— START PROVIDED PASSAGE —
It is well-known to those skilled in the art that electrical apparatus, such as distribution transformers and the like, generate considerable heat during operation. It is also well-known that it is necessary to dissipate this heat to prevent the destruction of the electrical apparatus. Normally, the heat is dissipated by air cooling. For example, by pole or pad mounting of the electrical apparatus. When such apparatus is placed below ground, normally vaults are utilized. Grills are provided over the vaults in order to circulate cooling air into vaults and about the electrical apparatus. In all such instances, the size of the container or enclosure for electrical apparatus must provide sufficient area in contact with the air to provide adequate cooling.
When the electrical apparatus is directly buried in the ground, the cooling depends solely on the conduction of the heat from the enclosure of the electrical apparatus through the surrounding soil and to the atmosphere above. In general, cooling by this means is less efficient, thus, larger tanks or enclosures have been required for buried transformers when compared to the enclosures of electrical apparatus of the same rating cooled by air. For buried transformers, since the heat must be conducted through the soil to the atmosphere, the top of the enclosure is the closest surface to the soil-atmosphere interface and thus would be the most efficient heat transfer surface. However, the air space within the transformer enclosure greatly restricts the heat transfer from this surface.
Recently, it has been suggested that buried tanks should be substantially elongated to provide greater surface area in contact with the ground or soil; where the tank is positioned in a substantially constant moisture area. See U.S. Pat. No. 3,443,157. The elongation of the tank is said to improve movement of the insulating fluid and provide better contact between the moving insulating fluid and the entire outer wall of the tank, thus, improving heat conduction. However, the elongated transformer tank depends entirely on the heat conduction between the tank wall and the ground. Thus, the cooling of such device will be dependent on the total surface area of the tank which is in contact with the ground.
It has recently been discovered that more efficient cooling of electrical apparatus can be obtained through the use of heat pipes. Using the heat pipe particularly as a portion of the enclosure of the electrical apparatus will provide greater cooling while not being as dependent on the overall surface area of the electrical apparatus enclosure. Such a transformer is disclosed in application Ser. No. 544,037, filed Jan. 27, 1975, for Electrical Apparatus With Heat Pipe Cooling, in the names of Paul L. Waldon and Ronald E. Bennett, the inventor herein, and assigned to the same assignee as this invention.
While the above application provides one solution to the cooling of transformers, especially buried transformers, it does require that the heat pipe be constructed as a portion of the transformer enclosure. This to some extent minimizes the efficiency of the heat pipe. In order to provide for more efficient heat pipes for cooling of electrical apparatus, it has been found desirable to provide a means for removably attaching heat pipes to electrical apparatus, particularly buried distribution transformers. This would enable a more efficient heat pipe construction since the heat pipes could be shipped separately from the apparatus and attached to the apparatus at the site where the apparatus is to be installed; for example, buried. This will, of course, provide ease in the shipping, handling and storage of both the apparatus and the heat pipe for the manufacturer as well as the customer. Of course, it will also provide for the use of more efficiently constructed heat pipes.
It is, therefore, a principal object of this invention to provide for the removable attachment of heat pipes to electrical apparatus.
— END PROVIDED PASSAGE —
> ACTIONS TO TAKE:
a. Answer these questions using the transformer cooling passage:
(i) What does cooling depend on solely when the electrical apparatus is directly buried in the ground?
(ii) What patent number is cited for the suggestion that buried tanks be substantially elongated?
(iii) What is the principal object of the invention?
b. Write the next part of the passage on cooling buried transformers with heat pipes, continuing after its final sentence.
— START DATA LINES —
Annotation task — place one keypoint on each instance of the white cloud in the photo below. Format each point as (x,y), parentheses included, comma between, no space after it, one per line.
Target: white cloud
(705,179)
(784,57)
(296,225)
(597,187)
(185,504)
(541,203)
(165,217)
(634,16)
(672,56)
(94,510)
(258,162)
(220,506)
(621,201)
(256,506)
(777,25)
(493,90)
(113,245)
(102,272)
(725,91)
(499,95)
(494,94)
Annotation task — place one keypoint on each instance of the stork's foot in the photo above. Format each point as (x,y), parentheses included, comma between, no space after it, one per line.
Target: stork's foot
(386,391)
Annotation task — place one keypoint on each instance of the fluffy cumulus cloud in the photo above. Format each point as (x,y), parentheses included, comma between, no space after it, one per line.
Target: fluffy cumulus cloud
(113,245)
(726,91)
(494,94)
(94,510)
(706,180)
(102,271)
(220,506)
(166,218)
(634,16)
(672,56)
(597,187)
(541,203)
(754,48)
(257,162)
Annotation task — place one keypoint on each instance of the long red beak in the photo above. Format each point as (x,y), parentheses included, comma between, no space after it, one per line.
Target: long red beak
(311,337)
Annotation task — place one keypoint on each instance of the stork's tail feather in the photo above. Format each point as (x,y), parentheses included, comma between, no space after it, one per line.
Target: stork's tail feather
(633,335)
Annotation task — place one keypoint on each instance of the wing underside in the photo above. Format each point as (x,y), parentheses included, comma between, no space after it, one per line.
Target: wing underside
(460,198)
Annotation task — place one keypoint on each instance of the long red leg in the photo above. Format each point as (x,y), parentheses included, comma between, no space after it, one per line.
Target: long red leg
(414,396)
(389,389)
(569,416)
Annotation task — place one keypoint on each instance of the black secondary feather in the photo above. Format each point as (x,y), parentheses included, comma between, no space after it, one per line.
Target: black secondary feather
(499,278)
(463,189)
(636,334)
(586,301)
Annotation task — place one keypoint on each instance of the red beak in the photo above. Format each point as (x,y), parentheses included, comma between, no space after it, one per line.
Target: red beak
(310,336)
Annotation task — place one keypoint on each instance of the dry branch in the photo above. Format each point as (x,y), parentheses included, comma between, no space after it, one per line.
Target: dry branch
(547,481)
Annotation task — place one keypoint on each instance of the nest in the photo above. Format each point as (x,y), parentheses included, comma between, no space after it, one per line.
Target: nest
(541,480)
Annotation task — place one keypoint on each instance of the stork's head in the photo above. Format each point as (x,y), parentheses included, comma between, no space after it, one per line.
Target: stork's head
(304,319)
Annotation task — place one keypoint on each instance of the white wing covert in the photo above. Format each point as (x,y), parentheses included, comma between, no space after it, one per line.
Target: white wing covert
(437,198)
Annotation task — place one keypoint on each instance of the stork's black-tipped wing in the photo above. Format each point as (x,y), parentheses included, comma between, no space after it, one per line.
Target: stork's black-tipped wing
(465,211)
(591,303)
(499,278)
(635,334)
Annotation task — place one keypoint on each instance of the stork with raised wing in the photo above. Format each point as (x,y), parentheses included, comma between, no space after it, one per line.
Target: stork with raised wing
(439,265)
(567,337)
— END DATA LINES —
> RESPONSES TO THE TASKS:
a.
(i) It depends solely on the conduction of heat from the apparatus enclosure through the surrounding soil to the atmosphere above.
(ii) U.S. Pat. No. 3,443,157.
(iii) To provide for the removable attachment of heat pipes to electrical apparatus.

b.
A further object of this invention is to provide wells in electrical apparatus which will receive heat pipes to provide improved cooling of such electrical apparatus.
In carrying out this invention in one form, an electrical apparatus is provided with attachment wells forming a part of the apparatus enclosure. The wells are designed to provide for the removable attachment of heat pipes to the electrical apparatus, the wells receiving the evaporator section of the heat pipe. In one embodiment, the wells extend into the cooling fluid of the apparatus, while in another embodiment, the wells are secured to the outer wall of the enclosure. Thermally conductive grease is placed in the wells to improve the thermal conductivity between the wells and the evaporator section of the heat pipes.
The invention which is sought to be protected will be particularly pointed out and distinctly claimed in the claims appended hereto. However, it is believed that this invention, and the manner in which its various objects and advantages are obtained, as well as other objects and advantages thereof, will be better understood by reference to the following detailed description of preferred embodiments, particularly when considered with the accompanying drawing.
FIG. 1 is an elevational view partly in section, of one form of attachment wells for an electrical apparatus according to one of the preferred embodiments of this invention;
FIG. 2 is a partial sectional view, similar to FIG. 1, showing the heat pipes attached, and the apparatus buried;
FIG. 3 is an enlarged sectional view of a portion of the apparatus of FIG. 2, showing one form of the attachment of the heat pipe in greater detail;
FIG. 4 is an elevational view of an alternate form of the preferred embodiment of heat pipe connections; and
FIG. 5 is a view similar to FIG. 4 showing the heat pipe attached to the apparatus.
This invention relates to electrical apparatus being cooled with heat pipes. More particularly, the invention is concerned with the manner of removable attachment of the heat pipes to enable the use of efficient heat pipes for cooling of the electrical apparatus while enabling the ease of storage and shipment of both the electrical apparatus and the heat pipes.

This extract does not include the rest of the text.